[TEXT BLOCK — start]

NOTE! This is a read-only copy of the ENCODE2 wiki.
Please go to the ENCODE3 wiki for current information.

File Formats

From Encode2 Wiki
Jump to: navigation, search

This page describes the file formats for ENCODE data. Many of these are variations of the UCSC BED format. When BED formats are extended, they are referred to as BEDn+, where n is the number of fields that are standard BED. In the descriptions below, the notation BEDn+m is used to indicate the format has n standard BED fields, followed by m non-standard fields. For example, a BED file with 9 fields where the first 6 are standard, is referred to as a BED6+3.

Note that BED chromosomal positions are defined on a zero-based half-open interval, so that the first position is 0, and chromEnd - chromStart is the length of the aligning region of the genome. (E.g. a 30nt sequence aligning to the first 30 bases on a chromosome would have chromStart=0 and chromEnd=30).


BigWig: Format

See http://genome.ucsc.edu/FAQ/FAQformat#format3


Bam: Format

See http://genome.ucsc.edu/FAQ/FAQformat#format3


ENCODE RNA Elements: BED6 + 3 Scores Format

field type description
chrom string Chromosome (or contig, scaffold, etc.)
chromStart int The starting position of the feature in the chromosome. The first base in a chromosome is numbered 0.
chromEnd int The ending position of the feature in the chromosome or scaffold. The chromEnd base is not included in the display of the feature. For example, the first 100 bases of a chromosome are defined as chromStart=0, chromEnd=100, and span the bases numbered 0-99.
name string Name given to a region (preferably unique). Use '.' if no name is assigned.
score int Indicates how dark the peak will be displayed in the browser (1-1000). Ideally average signalValue per base spread between 100-1000.
strand char +/- to denote strand or orientation (whenever applicable). Use '.' if no orientation is assigned.
level float Expression level such as RPKM or FPKM.
signif float Statistical significance such as IDR. Use a period (".") when a significance score is not applicable.

[TEXT BLOCK — finish]

TASKS FOR THIS EXERCISE:
A. List every field name in the table of the ENCODE RNA Elements format on the ENCODE file formats page.
B. Translate this sentence from the ENCODE file formats page into Spanish: "Many of these are variations of the UCSC BED format."
You won't need the rows that follow this text.

[THE DATA — start]

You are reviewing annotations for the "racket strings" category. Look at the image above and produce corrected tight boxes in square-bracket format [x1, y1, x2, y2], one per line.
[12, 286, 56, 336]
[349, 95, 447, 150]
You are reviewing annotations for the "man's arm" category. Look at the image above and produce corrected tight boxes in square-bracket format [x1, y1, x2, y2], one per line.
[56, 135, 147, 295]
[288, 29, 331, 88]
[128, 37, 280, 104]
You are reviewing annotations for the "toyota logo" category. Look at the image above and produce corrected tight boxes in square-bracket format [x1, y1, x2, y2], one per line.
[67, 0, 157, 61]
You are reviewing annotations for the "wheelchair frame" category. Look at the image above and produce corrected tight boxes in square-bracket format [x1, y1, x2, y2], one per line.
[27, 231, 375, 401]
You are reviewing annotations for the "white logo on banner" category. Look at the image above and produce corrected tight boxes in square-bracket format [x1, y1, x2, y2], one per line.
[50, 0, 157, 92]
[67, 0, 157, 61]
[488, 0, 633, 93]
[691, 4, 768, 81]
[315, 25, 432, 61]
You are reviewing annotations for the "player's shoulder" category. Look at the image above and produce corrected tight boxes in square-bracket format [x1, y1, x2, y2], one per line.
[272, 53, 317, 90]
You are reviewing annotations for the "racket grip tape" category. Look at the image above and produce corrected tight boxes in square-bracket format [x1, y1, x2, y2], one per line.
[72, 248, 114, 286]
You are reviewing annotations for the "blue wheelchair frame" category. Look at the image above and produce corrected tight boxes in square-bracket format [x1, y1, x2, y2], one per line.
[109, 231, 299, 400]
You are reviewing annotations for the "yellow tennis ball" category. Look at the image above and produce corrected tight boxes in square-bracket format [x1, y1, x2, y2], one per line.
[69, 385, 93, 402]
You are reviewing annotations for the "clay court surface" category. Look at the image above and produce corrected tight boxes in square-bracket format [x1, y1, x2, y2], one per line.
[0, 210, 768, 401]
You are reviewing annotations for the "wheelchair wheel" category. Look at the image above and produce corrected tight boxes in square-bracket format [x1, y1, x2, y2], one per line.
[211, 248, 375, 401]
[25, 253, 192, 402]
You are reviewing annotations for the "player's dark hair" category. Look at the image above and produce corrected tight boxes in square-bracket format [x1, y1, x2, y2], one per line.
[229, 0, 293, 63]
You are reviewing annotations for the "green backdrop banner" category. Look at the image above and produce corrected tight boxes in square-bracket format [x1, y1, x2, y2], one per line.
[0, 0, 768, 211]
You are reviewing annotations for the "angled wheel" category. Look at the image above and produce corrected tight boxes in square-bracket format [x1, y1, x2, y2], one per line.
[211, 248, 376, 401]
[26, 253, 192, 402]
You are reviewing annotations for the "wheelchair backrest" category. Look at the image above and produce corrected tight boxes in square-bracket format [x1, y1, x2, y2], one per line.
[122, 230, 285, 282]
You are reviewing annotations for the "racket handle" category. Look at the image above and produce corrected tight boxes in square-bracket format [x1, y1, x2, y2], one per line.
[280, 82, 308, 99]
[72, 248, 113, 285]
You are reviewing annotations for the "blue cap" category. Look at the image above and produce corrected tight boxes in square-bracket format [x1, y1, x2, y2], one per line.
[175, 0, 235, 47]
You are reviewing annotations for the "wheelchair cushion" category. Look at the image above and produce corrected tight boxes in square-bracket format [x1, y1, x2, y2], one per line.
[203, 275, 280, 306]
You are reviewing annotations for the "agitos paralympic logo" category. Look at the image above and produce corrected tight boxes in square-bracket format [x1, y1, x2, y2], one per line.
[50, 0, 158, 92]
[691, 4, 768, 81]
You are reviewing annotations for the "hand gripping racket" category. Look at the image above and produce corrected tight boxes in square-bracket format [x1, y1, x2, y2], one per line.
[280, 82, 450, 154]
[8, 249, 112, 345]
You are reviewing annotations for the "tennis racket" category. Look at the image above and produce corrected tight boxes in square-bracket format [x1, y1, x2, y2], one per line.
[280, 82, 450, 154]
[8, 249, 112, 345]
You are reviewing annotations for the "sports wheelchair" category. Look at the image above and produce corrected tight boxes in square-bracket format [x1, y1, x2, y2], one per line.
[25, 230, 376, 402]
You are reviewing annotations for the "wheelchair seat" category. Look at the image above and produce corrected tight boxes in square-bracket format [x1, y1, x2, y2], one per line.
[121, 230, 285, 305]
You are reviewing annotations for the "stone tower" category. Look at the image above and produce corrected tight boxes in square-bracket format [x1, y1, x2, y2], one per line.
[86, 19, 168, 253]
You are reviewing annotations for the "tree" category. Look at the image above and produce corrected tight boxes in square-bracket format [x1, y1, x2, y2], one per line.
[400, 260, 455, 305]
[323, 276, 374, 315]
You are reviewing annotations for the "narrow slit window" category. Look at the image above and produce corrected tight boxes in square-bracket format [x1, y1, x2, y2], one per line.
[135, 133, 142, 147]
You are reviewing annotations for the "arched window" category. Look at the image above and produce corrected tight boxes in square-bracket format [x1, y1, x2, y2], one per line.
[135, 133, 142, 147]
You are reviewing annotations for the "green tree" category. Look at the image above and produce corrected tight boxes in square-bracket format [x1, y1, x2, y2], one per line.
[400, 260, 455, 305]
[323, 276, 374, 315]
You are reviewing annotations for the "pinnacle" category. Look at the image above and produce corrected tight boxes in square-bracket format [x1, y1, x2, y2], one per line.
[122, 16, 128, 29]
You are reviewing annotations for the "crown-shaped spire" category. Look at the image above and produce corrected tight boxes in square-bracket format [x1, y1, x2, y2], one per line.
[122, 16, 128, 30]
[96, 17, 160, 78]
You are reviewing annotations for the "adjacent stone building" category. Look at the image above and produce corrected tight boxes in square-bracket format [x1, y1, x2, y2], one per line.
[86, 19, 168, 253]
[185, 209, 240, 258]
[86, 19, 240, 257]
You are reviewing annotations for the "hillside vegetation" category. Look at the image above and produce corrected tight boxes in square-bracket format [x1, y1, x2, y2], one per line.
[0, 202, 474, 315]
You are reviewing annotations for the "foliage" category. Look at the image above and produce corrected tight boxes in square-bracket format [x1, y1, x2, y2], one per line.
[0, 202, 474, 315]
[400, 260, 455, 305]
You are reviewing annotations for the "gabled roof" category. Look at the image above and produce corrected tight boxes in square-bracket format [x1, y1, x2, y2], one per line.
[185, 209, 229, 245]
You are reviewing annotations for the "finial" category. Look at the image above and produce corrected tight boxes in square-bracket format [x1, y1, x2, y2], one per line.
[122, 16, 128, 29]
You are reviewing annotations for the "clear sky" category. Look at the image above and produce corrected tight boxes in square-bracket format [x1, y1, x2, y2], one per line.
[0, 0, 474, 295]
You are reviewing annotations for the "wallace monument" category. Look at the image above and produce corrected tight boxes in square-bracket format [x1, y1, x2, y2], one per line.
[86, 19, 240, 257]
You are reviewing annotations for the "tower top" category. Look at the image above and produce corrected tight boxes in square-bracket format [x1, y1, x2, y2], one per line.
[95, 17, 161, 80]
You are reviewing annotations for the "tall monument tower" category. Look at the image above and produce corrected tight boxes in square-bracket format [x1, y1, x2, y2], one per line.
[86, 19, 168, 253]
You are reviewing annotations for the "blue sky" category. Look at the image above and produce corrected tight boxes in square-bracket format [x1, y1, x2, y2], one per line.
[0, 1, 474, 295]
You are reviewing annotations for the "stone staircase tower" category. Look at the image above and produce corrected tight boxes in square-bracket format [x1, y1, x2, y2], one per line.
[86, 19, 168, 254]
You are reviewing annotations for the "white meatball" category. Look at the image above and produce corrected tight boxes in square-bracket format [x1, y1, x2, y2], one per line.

[THE DATA — finish]

RESPONSES IN ORDER:
A. chrom, chromStart, chromEnd, name, score, strand, level, signif

B. Muchos de estos son variaciones del formato BED de UCSC.